Exercise 1 = For each statement about the article on Intel and Arm, answer yes or no and quote the words that decide it: (a) Arm Ltd. manufactures and sells its own CPUs. (b) Intel sells processors to end-users through retail distribution. (c) Arm offers three types of licensing agreements.
Exercise 2 = Turn the paragraph of the article on Intel and Arm that begins "The company also provides three types" into a bulleted list that keeps its main facts.
** START OF Text extract **
Intel Corporation is an American designer and manufacturer of semiconductor chips known for developing and popularizing the x86 series of microprocessors. On the other hand, Arm Ltd. is a British designer of microprocessors known for developing and popularizing microprocessors based on the ARM architecture.
The two companies essentially provide and utilize the two major types of microprocessor architecture in the market. As mentioned, the chips from Intel are based on its x86 architecture, while the ones from Arm are based on the ARM architecture. There are notable differences between Intel and ARM chips, as well as the business models of Intel Corp. and Arm Ltd.
Understanding the Difference Between Intel and Arm: x86 Architecture vs. ARM Architecture
Business Models of Intel Corp and Arm Ltd
Intel designs and manufactures semiconductor chips under the Intel brand, as well as motherboard chipsets, network interface controllers, and integrated circuits. For its microprocessor business, it has been known for introducing numerous CPUs brands to include the Intel Core series of processors for midrange and enthusiast computer users, as well as the Intel Xeon series of high-end processors for the server and workstation markets.
The company follows business-to-business and business-to-consumer models. More specifically, it supplies microprocessors for computer manufacturers such as Dell Technologies, HP Inc., Lenovo Group Limited, Microsoft Corporation, and Apple Inc., among others. It also sells these processors to end-users through retail distribution. Intel is essentially a designer, manufacturer, and marketer of semiconductor chips.
Arm Ltd. is both a software and semiconductor designer with a primary business centered on the design of ARM microprocessors. Unlike traditional suppliers of processors such as Intel, the company simply designs semiconductor chips and licenses the principal technologies as intellectual property, rather than manufacturing and selling its own microprocessing units such as CPUs and GPUs, as well as microcontrollers.
The company also provides three types of licensing agreements: core design license, Built on Arm Cortex Technology license, and architectural license. The architectural license allows licensees to design their own chips based on the Arm architecture. Some of the notable holders of Arm licenses include Advanced Micro Devices, Inc. or AMD, Apple Inc., Qualcomm Incorporated, Nvidia Corporation, and Samsung Group, among others.
CISC and RISC Architectures for Processors
Of course, aside from the difference in their business models, remember that the two companies are known for designing microprocessors based on different architectures. Intel CPUs are based on its proprietary x86 architecture, while chips by Arm Ltd. are based on its proprietary ARM architecture. Hence, the difference between Intel and Arm rests on the difference between x86 processors and ARM processors.
** END OF Text extract **
** START OF Data listing **
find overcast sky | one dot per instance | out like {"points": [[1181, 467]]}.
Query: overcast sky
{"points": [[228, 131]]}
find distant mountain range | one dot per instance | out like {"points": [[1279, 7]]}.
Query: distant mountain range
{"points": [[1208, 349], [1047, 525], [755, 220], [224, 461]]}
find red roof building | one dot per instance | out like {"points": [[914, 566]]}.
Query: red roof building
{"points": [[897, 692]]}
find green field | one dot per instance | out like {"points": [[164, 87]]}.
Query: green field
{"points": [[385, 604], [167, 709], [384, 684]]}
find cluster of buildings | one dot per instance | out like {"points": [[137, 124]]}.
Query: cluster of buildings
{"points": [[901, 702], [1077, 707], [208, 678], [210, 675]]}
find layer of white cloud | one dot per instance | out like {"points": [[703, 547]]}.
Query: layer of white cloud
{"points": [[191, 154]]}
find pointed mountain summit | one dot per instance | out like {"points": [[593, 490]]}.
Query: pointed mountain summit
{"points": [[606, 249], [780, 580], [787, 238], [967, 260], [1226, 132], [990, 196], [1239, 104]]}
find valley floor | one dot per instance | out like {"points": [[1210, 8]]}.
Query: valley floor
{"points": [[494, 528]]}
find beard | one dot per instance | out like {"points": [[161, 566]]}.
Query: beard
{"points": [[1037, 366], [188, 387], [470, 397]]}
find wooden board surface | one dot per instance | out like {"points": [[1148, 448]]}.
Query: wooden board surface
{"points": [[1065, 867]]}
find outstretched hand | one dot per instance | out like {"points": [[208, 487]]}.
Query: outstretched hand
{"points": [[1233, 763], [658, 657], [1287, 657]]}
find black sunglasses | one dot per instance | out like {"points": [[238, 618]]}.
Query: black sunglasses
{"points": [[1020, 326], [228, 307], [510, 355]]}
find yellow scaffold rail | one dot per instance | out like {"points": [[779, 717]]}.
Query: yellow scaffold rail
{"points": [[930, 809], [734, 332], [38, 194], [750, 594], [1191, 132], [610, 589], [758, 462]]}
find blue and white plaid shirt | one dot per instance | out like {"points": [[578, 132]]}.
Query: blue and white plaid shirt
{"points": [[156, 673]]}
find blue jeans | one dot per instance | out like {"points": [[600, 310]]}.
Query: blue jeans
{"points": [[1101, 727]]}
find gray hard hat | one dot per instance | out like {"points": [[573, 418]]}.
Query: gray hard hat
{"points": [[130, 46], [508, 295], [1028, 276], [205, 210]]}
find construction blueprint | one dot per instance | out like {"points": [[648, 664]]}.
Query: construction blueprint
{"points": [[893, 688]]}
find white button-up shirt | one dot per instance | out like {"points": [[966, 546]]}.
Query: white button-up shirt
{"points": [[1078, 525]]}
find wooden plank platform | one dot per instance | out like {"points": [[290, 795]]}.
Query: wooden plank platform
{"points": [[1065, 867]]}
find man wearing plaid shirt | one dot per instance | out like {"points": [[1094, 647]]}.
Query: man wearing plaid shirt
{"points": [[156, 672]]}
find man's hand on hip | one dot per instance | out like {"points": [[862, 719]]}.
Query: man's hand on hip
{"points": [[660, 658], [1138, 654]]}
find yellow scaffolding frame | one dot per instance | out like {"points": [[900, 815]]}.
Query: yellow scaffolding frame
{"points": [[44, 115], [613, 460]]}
** END OF Data listing **
Full output 1 =
(a) No: "rather than manufacturing and selling its own microprocessing units such as CPUs and GPUs"
(b) Yes: "It also sells these processors to end-users through retail distribution."
(c) Yes: "The company also provides three types of licensing agreements"

Full output 2 =
- Arm offers three licensing agreements: core design license, Built on Arm Cortex Technology license, and architectural license.
- The architectural license lets licensees design their own chips based on the Arm architecture.
- Notable license holders include AMD, Apple Inc., Qualcomm Incorporated, Nvidia Corporation, and Samsung Group, among others.